[start AVAILABLE RECORDS]

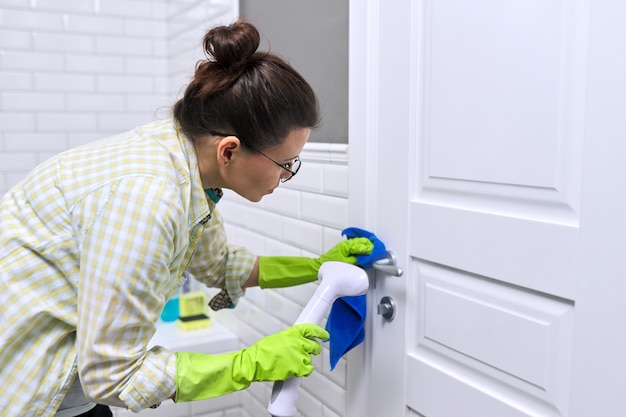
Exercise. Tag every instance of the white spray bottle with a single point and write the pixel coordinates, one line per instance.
(337, 279)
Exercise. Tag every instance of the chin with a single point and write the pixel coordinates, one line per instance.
(254, 199)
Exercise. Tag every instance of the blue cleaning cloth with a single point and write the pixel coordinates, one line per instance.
(346, 320)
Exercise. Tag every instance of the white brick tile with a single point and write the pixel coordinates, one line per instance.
(129, 84)
(135, 8)
(284, 201)
(16, 121)
(35, 141)
(33, 101)
(123, 45)
(37, 61)
(140, 27)
(121, 122)
(81, 138)
(17, 161)
(336, 180)
(160, 86)
(64, 82)
(45, 155)
(94, 64)
(325, 210)
(266, 223)
(66, 121)
(15, 39)
(159, 48)
(278, 248)
(29, 20)
(331, 238)
(302, 234)
(15, 81)
(145, 103)
(15, 3)
(94, 24)
(62, 42)
(153, 65)
(96, 102)
(252, 241)
(66, 6)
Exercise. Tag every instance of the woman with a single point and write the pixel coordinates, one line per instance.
(94, 241)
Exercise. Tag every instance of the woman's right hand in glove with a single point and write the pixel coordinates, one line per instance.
(276, 357)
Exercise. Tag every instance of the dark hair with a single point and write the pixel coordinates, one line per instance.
(254, 95)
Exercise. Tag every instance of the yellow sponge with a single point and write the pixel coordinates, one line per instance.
(193, 308)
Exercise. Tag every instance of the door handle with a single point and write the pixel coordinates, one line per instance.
(388, 265)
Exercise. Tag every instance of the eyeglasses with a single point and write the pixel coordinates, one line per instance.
(291, 167)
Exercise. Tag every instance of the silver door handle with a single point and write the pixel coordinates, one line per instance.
(388, 265)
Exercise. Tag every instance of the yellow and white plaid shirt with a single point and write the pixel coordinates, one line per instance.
(92, 244)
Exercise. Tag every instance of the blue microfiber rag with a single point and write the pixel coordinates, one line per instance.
(347, 315)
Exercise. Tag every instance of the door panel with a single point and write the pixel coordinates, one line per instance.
(484, 105)
(493, 214)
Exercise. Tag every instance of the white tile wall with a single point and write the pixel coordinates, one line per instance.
(74, 71)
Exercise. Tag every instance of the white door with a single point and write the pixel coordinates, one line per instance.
(487, 141)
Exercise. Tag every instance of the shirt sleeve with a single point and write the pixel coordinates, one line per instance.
(129, 232)
(218, 264)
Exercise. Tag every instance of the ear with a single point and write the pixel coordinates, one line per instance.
(227, 148)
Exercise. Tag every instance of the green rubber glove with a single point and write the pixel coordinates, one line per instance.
(286, 271)
(276, 357)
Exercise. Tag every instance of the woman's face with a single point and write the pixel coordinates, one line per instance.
(253, 174)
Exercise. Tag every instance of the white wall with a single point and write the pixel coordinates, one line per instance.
(73, 71)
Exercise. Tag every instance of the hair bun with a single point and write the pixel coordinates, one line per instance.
(232, 45)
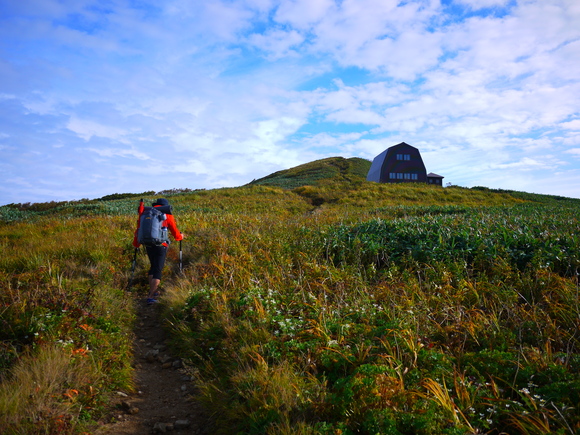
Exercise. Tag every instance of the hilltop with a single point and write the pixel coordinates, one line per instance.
(333, 180)
(310, 301)
(335, 168)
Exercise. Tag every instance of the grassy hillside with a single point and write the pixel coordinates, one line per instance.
(335, 168)
(320, 305)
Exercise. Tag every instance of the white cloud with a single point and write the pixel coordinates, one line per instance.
(86, 129)
(116, 152)
(480, 4)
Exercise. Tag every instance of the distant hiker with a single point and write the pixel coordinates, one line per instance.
(151, 231)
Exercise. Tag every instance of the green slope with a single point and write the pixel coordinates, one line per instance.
(336, 168)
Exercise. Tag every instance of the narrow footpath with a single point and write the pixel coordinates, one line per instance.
(164, 398)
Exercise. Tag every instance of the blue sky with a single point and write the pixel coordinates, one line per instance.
(100, 97)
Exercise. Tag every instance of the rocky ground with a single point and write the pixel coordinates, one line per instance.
(164, 401)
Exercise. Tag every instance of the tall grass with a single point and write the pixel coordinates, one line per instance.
(65, 319)
(340, 307)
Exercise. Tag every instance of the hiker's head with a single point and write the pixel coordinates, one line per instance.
(161, 201)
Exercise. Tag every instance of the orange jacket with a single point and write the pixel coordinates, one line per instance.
(169, 222)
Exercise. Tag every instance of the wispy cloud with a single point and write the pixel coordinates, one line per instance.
(210, 94)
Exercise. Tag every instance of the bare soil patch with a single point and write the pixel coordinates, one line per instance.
(164, 401)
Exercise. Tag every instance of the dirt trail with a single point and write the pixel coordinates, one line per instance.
(164, 399)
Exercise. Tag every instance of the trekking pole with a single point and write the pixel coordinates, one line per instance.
(133, 269)
(180, 258)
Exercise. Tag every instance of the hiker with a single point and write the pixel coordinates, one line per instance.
(157, 252)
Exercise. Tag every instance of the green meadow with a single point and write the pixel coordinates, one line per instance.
(310, 302)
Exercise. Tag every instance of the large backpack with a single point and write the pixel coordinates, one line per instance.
(151, 230)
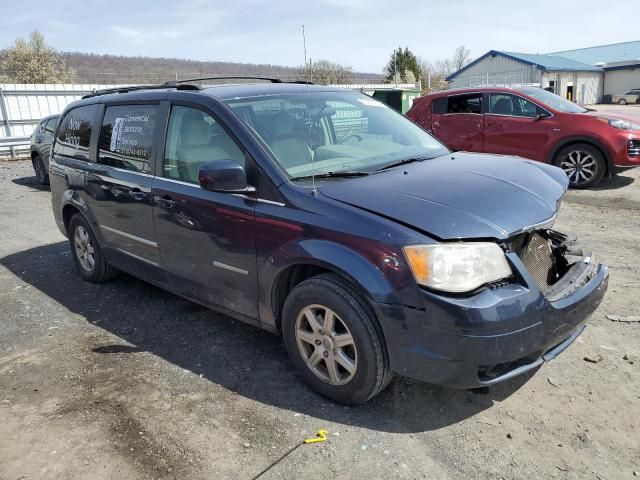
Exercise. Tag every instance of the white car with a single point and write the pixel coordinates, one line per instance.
(632, 96)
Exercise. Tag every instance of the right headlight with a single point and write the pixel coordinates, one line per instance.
(457, 267)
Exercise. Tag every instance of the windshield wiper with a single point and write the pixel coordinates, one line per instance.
(342, 174)
(402, 162)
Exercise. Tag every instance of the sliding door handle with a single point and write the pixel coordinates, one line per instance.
(165, 201)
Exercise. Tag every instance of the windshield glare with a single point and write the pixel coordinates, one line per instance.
(552, 100)
(331, 132)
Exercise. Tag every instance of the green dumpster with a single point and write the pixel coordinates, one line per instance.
(397, 98)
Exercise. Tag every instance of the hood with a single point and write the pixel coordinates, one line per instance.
(459, 196)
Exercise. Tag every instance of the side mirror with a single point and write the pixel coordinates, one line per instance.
(223, 176)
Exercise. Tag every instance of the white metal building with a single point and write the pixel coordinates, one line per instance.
(585, 75)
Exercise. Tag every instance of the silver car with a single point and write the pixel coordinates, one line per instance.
(632, 96)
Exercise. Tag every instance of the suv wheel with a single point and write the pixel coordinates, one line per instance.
(332, 339)
(41, 172)
(87, 253)
(583, 163)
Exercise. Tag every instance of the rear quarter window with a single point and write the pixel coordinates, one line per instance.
(439, 105)
(126, 137)
(74, 135)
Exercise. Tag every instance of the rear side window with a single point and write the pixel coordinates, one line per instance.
(194, 138)
(471, 103)
(126, 137)
(512, 105)
(74, 135)
(51, 124)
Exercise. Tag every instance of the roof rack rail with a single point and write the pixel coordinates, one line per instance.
(133, 88)
(234, 77)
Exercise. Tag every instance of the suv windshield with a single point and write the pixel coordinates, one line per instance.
(326, 133)
(552, 100)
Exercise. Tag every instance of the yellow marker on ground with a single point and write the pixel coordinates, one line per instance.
(321, 436)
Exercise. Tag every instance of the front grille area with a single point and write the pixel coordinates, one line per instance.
(534, 249)
(538, 258)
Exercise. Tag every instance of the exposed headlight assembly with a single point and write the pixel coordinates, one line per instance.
(621, 124)
(457, 267)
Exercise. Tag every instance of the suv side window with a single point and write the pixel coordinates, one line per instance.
(126, 137)
(471, 103)
(74, 135)
(512, 105)
(194, 138)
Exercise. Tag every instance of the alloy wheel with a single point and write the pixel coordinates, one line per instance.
(84, 248)
(580, 166)
(326, 344)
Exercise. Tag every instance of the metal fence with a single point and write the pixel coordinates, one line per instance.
(23, 105)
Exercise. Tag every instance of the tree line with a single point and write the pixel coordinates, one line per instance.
(34, 61)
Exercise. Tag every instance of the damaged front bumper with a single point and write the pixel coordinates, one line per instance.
(500, 332)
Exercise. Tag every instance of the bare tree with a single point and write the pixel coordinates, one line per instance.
(435, 74)
(461, 57)
(325, 72)
(34, 61)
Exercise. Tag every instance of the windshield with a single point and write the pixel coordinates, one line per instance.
(324, 133)
(552, 100)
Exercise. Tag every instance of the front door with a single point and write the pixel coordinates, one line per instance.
(459, 123)
(118, 188)
(512, 127)
(206, 238)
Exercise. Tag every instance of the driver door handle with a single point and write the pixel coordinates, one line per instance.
(166, 201)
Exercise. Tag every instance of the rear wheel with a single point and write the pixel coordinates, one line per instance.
(331, 336)
(87, 253)
(584, 164)
(41, 172)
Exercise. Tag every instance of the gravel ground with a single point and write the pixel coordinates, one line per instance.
(125, 380)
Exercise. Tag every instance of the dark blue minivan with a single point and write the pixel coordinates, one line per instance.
(320, 214)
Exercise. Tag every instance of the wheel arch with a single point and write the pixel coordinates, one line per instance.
(283, 272)
(594, 142)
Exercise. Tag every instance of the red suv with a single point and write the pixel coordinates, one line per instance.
(532, 123)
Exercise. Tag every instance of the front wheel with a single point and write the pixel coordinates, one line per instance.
(332, 338)
(584, 164)
(41, 172)
(87, 253)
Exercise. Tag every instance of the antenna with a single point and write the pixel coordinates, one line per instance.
(308, 79)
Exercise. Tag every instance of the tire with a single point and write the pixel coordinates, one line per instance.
(371, 372)
(41, 173)
(591, 164)
(92, 267)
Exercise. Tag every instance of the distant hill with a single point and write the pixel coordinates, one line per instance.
(107, 69)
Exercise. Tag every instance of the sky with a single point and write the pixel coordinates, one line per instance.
(358, 33)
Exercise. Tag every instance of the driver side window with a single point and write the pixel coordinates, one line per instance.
(194, 138)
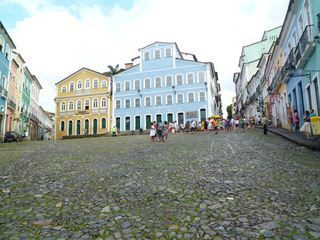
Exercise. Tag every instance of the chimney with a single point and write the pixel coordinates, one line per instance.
(128, 65)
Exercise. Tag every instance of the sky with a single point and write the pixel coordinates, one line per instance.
(58, 37)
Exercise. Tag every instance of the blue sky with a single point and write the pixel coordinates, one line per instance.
(57, 37)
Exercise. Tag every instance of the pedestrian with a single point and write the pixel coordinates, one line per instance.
(306, 127)
(295, 119)
(265, 125)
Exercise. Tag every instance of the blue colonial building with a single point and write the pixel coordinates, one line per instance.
(6, 46)
(164, 83)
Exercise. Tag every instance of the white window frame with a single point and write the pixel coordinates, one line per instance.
(165, 52)
(156, 103)
(177, 98)
(145, 101)
(187, 79)
(204, 76)
(166, 83)
(194, 96)
(118, 83)
(79, 81)
(69, 109)
(95, 100)
(135, 103)
(118, 101)
(61, 108)
(167, 99)
(125, 103)
(154, 53)
(105, 103)
(85, 84)
(124, 86)
(145, 83)
(155, 81)
(176, 78)
(135, 81)
(79, 101)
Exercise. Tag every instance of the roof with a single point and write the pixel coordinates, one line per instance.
(81, 69)
(7, 34)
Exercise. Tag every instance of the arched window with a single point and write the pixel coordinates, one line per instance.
(71, 87)
(63, 107)
(103, 123)
(71, 106)
(79, 85)
(95, 83)
(95, 103)
(103, 103)
(87, 84)
(79, 105)
(87, 104)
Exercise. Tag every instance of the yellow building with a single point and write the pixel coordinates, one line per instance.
(83, 104)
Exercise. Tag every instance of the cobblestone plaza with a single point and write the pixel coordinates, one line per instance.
(194, 186)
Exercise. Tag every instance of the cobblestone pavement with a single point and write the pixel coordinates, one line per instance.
(196, 186)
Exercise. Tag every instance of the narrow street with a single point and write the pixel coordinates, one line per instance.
(195, 186)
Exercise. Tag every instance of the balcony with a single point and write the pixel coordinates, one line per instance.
(305, 47)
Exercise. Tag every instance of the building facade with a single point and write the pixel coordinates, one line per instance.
(166, 84)
(83, 104)
(6, 46)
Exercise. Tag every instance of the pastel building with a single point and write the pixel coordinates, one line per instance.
(6, 46)
(83, 104)
(164, 83)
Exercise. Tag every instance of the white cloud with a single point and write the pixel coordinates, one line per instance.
(55, 42)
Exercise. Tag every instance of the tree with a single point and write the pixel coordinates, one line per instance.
(113, 70)
(229, 111)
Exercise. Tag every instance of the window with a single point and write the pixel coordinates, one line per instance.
(118, 87)
(180, 98)
(148, 102)
(146, 56)
(71, 106)
(158, 81)
(169, 99)
(79, 85)
(118, 104)
(179, 80)
(95, 83)
(147, 83)
(95, 103)
(79, 103)
(63, 107)
(103, 103)
(71, 87)
(127, 86)
(190, 97)
(127, 103)
(168, 81)
(103, 123)
(190, 78)
(157, 54)
(87, 84)
(136, 84)
(201, 77)
(137, 102)
(87, 104)
(158, 100)
(202, 96)
(168, 52)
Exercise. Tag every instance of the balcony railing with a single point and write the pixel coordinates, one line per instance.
(305, 46)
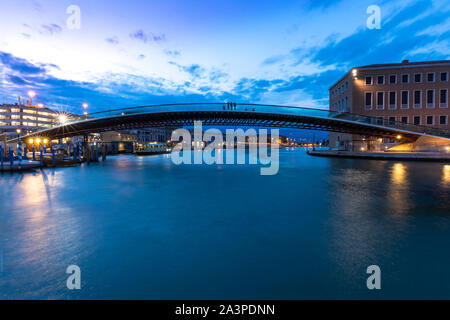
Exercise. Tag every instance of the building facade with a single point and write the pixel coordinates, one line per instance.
(408, 92)
(26, 118)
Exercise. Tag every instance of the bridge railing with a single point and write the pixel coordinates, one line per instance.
(263, 108)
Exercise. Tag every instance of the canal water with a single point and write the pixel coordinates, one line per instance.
(144, 228)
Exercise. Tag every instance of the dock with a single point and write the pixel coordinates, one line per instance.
(25, 165)
(381, 155)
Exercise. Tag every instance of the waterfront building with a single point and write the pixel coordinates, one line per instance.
(23, 119)
(408, 92)
(124, 140)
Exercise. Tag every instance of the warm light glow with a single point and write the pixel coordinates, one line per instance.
(62, 118)
(446, 174)
(398, 173)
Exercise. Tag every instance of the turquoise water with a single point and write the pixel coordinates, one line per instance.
(144, 228)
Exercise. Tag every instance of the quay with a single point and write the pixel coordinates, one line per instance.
(381, 155)
(24, 166)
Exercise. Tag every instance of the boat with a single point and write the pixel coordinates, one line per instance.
(152, 149)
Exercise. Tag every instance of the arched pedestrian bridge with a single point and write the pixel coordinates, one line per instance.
(238, 115)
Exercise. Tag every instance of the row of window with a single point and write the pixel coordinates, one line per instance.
(405, 99)
(339, 90)
(405, 78)
(341, 105)
(417, 120)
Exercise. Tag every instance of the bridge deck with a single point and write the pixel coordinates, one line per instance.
(242, 115)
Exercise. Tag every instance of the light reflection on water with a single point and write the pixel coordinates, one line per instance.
(141, 227)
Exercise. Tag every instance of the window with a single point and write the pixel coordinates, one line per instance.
(393, 100)
(368, 100)
(380, 121)
(405, 100)
(443, 98)
(417, 120)
(418, 78)
(417, 99)
(393, 79)
(430, 99)
(380, 100)
(405, 78)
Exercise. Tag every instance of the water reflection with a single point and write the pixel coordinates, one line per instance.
(446, 175)
(398, 190)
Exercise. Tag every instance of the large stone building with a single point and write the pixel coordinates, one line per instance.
(408, 92)
(26, 118)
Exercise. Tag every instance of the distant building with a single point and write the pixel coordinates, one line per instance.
(124, 140)
(408, 92)
(28, 118)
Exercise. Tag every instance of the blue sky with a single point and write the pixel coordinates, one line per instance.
(130, 53)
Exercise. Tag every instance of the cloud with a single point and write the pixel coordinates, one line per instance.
(112, 40)
(51, 29)
(194, 70)
(172, 53)
(20, 65)
(147, 37)
(17, 80)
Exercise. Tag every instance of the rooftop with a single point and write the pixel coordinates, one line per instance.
(405, 63)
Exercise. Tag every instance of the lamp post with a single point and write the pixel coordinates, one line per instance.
(85, 106)
(31, 94)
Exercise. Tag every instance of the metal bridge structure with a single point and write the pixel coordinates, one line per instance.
(234, 115)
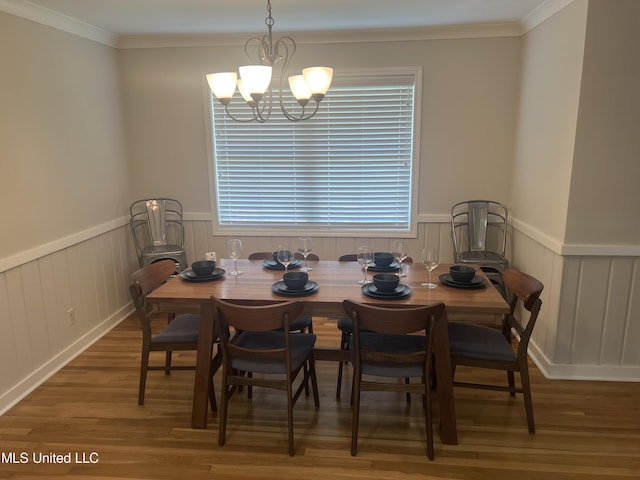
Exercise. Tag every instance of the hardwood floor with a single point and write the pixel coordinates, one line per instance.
(585, 430)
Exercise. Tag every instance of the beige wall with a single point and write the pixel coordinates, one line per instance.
(468, 109)
(603, 203)
(63, 160)
(548, 111)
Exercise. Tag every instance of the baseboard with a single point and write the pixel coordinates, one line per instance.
(602, 373)
(28, 384)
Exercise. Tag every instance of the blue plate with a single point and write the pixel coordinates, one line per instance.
(476, 282)
(279, 288)
(273, 265)
(190, 276)
(401, 291)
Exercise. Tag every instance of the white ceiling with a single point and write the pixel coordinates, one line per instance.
(163, 17)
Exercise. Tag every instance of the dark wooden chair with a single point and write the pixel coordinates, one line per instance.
(180, 333)
(485, 347)
(392, 342)
(263, 344)
(344, 324)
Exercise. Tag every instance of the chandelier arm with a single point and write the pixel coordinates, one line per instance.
(289, 46)
(302, 115)
(267, 102)
(241, 120)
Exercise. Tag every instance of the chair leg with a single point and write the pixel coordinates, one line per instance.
(167, 363)
(222, 428)
(144, 364)
(344, 345)
(290, 416)
(314, 381)
(355, 398)
(512, 383)
(526, 393)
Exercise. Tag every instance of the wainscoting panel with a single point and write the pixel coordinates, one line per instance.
(589, 327)
(37, 335)
(200, 239)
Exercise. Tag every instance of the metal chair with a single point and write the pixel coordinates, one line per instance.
(396, 343)
(262, 344)
(479, 236)
(180, 333)
(158, 231)
(485, 347)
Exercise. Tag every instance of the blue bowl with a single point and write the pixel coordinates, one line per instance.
(386, 282)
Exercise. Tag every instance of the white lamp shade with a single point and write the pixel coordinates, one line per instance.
(318, 79)
(255, 78)
(222, 84)
(299, 87)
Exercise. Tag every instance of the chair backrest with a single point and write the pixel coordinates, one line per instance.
(157, 222)
(478, 223)
(144, 281)
(526, 289)
(266, 317)
(262, 317)
(393, 320)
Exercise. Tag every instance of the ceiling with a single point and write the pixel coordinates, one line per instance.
(171, 17)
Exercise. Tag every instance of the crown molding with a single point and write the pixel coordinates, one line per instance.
(327, 37)
(543, 13)
(50, 18)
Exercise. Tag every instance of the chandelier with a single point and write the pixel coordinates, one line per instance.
(255, 86)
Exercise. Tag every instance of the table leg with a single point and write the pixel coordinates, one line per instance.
(203, 365)
(444, 383)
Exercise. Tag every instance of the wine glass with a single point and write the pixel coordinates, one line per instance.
(285, 256)
(401, 252)
(234, 249)
(365, 258)
(431, 261)
(305, 248)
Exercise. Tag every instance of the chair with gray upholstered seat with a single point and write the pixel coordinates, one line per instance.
(388, 344)
(180, 333)
(263, 345)
(485, 347)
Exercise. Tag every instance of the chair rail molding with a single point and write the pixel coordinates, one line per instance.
(26, 256)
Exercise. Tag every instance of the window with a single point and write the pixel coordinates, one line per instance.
(348, 168)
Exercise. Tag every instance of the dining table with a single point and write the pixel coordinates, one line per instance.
(333, 282)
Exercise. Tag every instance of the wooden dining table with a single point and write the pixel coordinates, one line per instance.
(336, 282)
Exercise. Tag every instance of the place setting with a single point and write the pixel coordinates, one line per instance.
(202, 271)
(461, 276)
(386, 286)
(384, 262)
(283, 259)
(295, 284)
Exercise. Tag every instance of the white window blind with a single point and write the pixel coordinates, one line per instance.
(349, 167)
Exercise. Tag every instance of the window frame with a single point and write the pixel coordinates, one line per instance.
(267, 230)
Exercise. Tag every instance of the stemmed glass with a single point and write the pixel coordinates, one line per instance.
(234, 249)
(365, 258)
(431, 261)
(305, 249)
(401, 252)
(285, 256)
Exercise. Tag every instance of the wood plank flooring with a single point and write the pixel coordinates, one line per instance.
(585, 430)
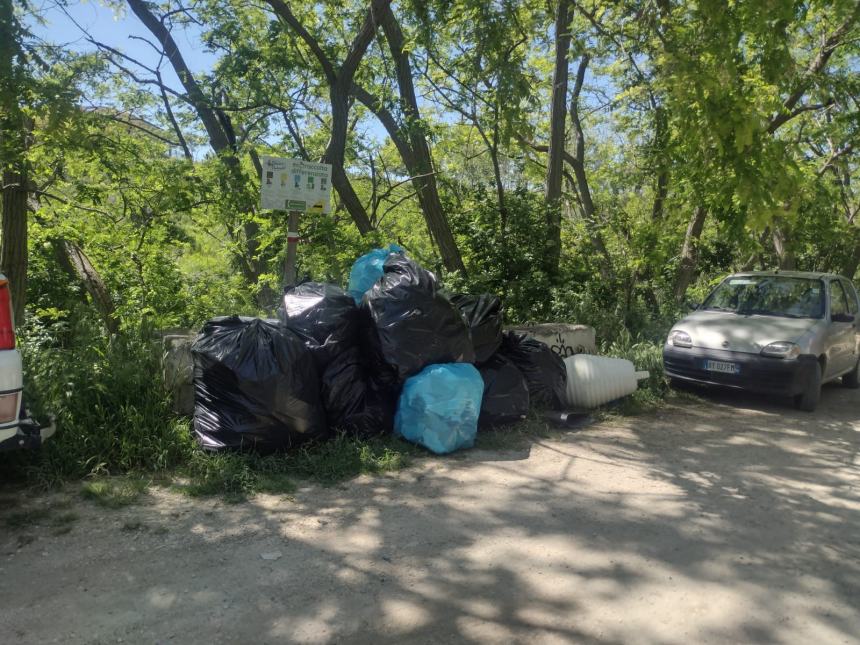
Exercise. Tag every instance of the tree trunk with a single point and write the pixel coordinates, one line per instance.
(77, 265)
(13, 252)
(555, 155)
(577, 162)
(423, 171)
(690, 252)
(335, 154)
(849, 269)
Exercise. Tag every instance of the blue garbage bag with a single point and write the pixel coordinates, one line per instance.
(439, 407)
(367, 269)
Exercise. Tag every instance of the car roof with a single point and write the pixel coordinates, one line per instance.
(819, 275)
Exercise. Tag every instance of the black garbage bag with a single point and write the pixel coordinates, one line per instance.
(324, 316)
(353, 402)
(543, 369)
(255, 386)
(506, 393)
(483, 314)
(410, 324)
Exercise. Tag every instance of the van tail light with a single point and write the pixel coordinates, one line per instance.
(7, 329)
(9, 407)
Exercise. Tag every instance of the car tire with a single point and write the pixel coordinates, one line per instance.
(852, 379)
(811, 395)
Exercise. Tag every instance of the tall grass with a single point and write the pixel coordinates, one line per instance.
(112, 411)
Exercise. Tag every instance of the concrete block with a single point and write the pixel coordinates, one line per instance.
(178, 368)
(563, 338)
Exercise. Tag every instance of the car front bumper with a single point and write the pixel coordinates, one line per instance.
(756, 373)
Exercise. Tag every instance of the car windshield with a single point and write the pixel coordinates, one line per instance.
(769, 296)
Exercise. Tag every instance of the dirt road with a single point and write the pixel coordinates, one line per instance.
(736, 520)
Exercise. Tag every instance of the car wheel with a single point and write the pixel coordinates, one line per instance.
(852, 379)
(811, 395)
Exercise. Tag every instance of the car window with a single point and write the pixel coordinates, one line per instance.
(851, 293)
(838, 302)
(770, 295)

[end AVAILABLE RECORDS]

DESCRIPTION OF THE TASK:
Output only the lines running from the line with "Exercise. Tag every instance of the blue garbage" through the final line of the data, inclusive.

RESPONSE TO THE TASK:
Exercise. Tag every instance of the blue garbage bag with a single point and write the pixel coordinates, one line per instance.
(439, 407)
(367, 269)
Exercise. Tag every instance of the car roof with a single point and write the pixel coordinates, one line per instance.
(819, 275)
Exercise. Tag every instance of the black garbage bag with a single point and write the pixel coordinates, one line per instance.
(324, 316)
(353, 402)
(543, 369)
(255, 386)
(506, 393)
(483, 314)
(410, 324)
Exercise. Tag every instance of the van tail light with a single point and write the pixel coordinates, one line per instance.
(7, 329)
(9, 407)
Exercise. Tag every instance of the car tire with a single point and write the pixel coordinates, one line per instance.
(852, 379)
(811, 395)
Exercise. Tag every instance of the tall grass with a single point and write the pixel coordinates, one line per instance.
(112, 411)
Exercise. Tag every instance of the concrete block with a single point and write the pixel coordinates, one line per instance.
(178, 368)
(563, 338)
Exercise. Tag every instance of the car front bumper with a single point and write the pixel coordinates, one line per instance.
(756, 373)
Exercise. Tag every instance of the car windshield with a single point and write the pixel coordinates, one line per instance.
(769, 296)
Exercise. Tag every instance of the dirt road with a single point and write the pixel coordinates, one line per instance.
(736, 520)
Exercise. Tag every instance of the car wheel with a single point and write the pixel coordinates, one line per instance.
(852, 379)
(811, 395)
Exercise. Tag every instance of the car window with a single point and write the pixel coordinates, one line per instance.
(851, 293)
(838, 302)
(770, 295)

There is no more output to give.